#### [Source extract]
==========

Search code examples
pythonpdftext-extractionpdfminerpdf2image

How to extract text boxes from a pdf and convert them to image


I'm trying to get cropped boxes from a pdf that has text in, this will be very usefull to gather training data for one of my models and that's why I need it. Here's a pdf sample: https://github.com/tomasmarcos/tomrep/blob/tomasmarcos-example2delete/example%20-%20Git%20From%20Bottom%20Up.pdf ; for example I would like to get the first boxtext within as an image (jpg or whatever), like this:

enter image description here

What I tried so far is the following code, but I'm open to solve this in other ways so if you have another way, it's nice. This code is a modified version from a solution (first answer) that I found here How to extract text and text coordinates from a PDF file? ; (only PART I of my code) ; part II is what I tried but didn't work so far, I also tried to read the image with pymupdf but didn't change anything at all (I won't post this attempt since the post is large enough).

from pdfminer.pdfparser import PDFParser
from pdfminer.pdfdocument import PDFDocument
from pdfminer.pdfpage import PDFPage
from pdfminer.pdfpage import PDFTextExtractionNotAllowed
from pdfminer.pdfinterp import PDFResourceManager
from pdfminer.pdfinterp import PDFPageInterpreter
from pdfminer.pdfdevice import PDFDevice
from pdfminer.layout import LAParams
from pdfminer.converter import PDFPageAggregator
import pdfminer
import os
import pandas as pd
import pdf2image
import numpy as np
import PIL
from PIL import Image
import io

# pdf path 
pdf_path ="example - Git From Bottom Up.pdf"

# PART 1: GET LTBOXES COORDINATES IN THE IMAGE
# Open a PDF file.
fp = open(pdf_path, 'rb')

# Create a PDF parser object associated with the file object.
parser = PDFParser(fp)

# Create a PDF document object that stores the document structure.
# Password for initialization as 2nd parameter
document = PDFDocument(parser)

# Check if the document allows text extraction. If not, abort.
if not document.is_extractable:
    raise PDFTextExtractionNotAllowed

# Create a PDF resource manager object that stores shared resources.
rsrcmgr = PDFResourceManager()

# Create a PDF device object.
device = PDFDevice(rsrcmgr)

# BEGIN LAYOUT ANALYSIS
# Set parameters for analysis.

==========

#### [Task instructions]
1 > Copy the passage of the PDF text box post from "# Create a PDF document" up to and including "device = PDFDevice(rsrcmgr)".
2 > Answer these questions using the PDF text box post:
(a) Besides the code shown, which library did the author also try for reading the image?
(b) What file name is assigned to pdf_path in the code?
(c) What exception does the code raise when the document does not allow text extraction?
The records that come next have no connection to the forum post about extracting PDF text boxes.

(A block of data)
==========

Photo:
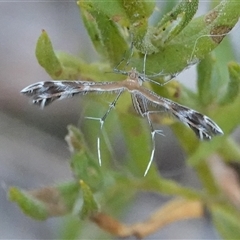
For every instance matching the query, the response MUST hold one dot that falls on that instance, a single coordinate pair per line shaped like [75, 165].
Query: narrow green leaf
[205, 81]
[233, 85]
[138, 13]
[46, 56]
[194, 42]
[104, 33]
[175, 20]
[89, 204]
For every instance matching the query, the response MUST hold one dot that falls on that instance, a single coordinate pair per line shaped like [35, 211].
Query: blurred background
[33, 152]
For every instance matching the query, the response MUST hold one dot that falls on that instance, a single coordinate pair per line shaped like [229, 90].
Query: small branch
[178, 209]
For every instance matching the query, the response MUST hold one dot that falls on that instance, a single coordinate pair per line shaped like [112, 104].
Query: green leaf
[233, 85]
[194, 42]
[104, 33]
[46, 56]
[89, 204]
[175, 20]
[207, 90]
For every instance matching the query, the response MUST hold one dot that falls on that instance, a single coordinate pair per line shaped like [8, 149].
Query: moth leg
[102, 120]
[153, 132]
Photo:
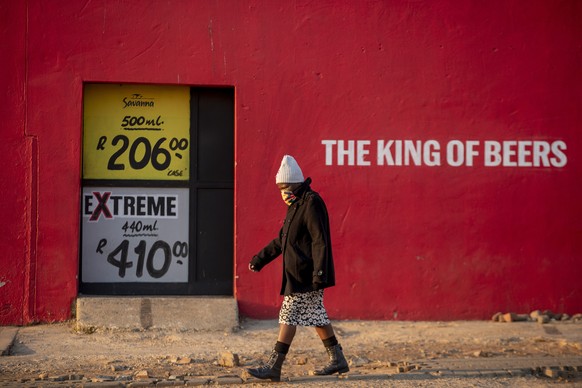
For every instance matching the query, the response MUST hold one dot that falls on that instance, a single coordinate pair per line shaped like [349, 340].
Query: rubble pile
[538, 316]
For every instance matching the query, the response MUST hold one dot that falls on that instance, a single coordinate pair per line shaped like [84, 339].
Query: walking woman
[305, 243]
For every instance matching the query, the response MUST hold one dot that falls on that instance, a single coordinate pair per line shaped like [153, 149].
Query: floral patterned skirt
[304, 309]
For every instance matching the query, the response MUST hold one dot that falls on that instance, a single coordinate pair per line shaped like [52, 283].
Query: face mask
[288, 197]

==========

#### [Task solutions]
1 >
# Create a PDF document object that stores the document structure.
# Password for initialization as 2nd parameter
document = PDFDocument(parser)

# Check if the document allows text extraction. If not, abort.
if not document.is_extractable:
    raise PDFTextExtractionNotAllowed

# Create a PDF resource manager object that stores shared resources.
rsrcmgr = PDFResourceManager()

# Create a PDF device object.
device = PDFDevice(rsrcmgr)

2 >
(a) pymupdf
(b) "example - Git From Bottom Up.pdf"
(c) PDFTextExtractionNotAllowed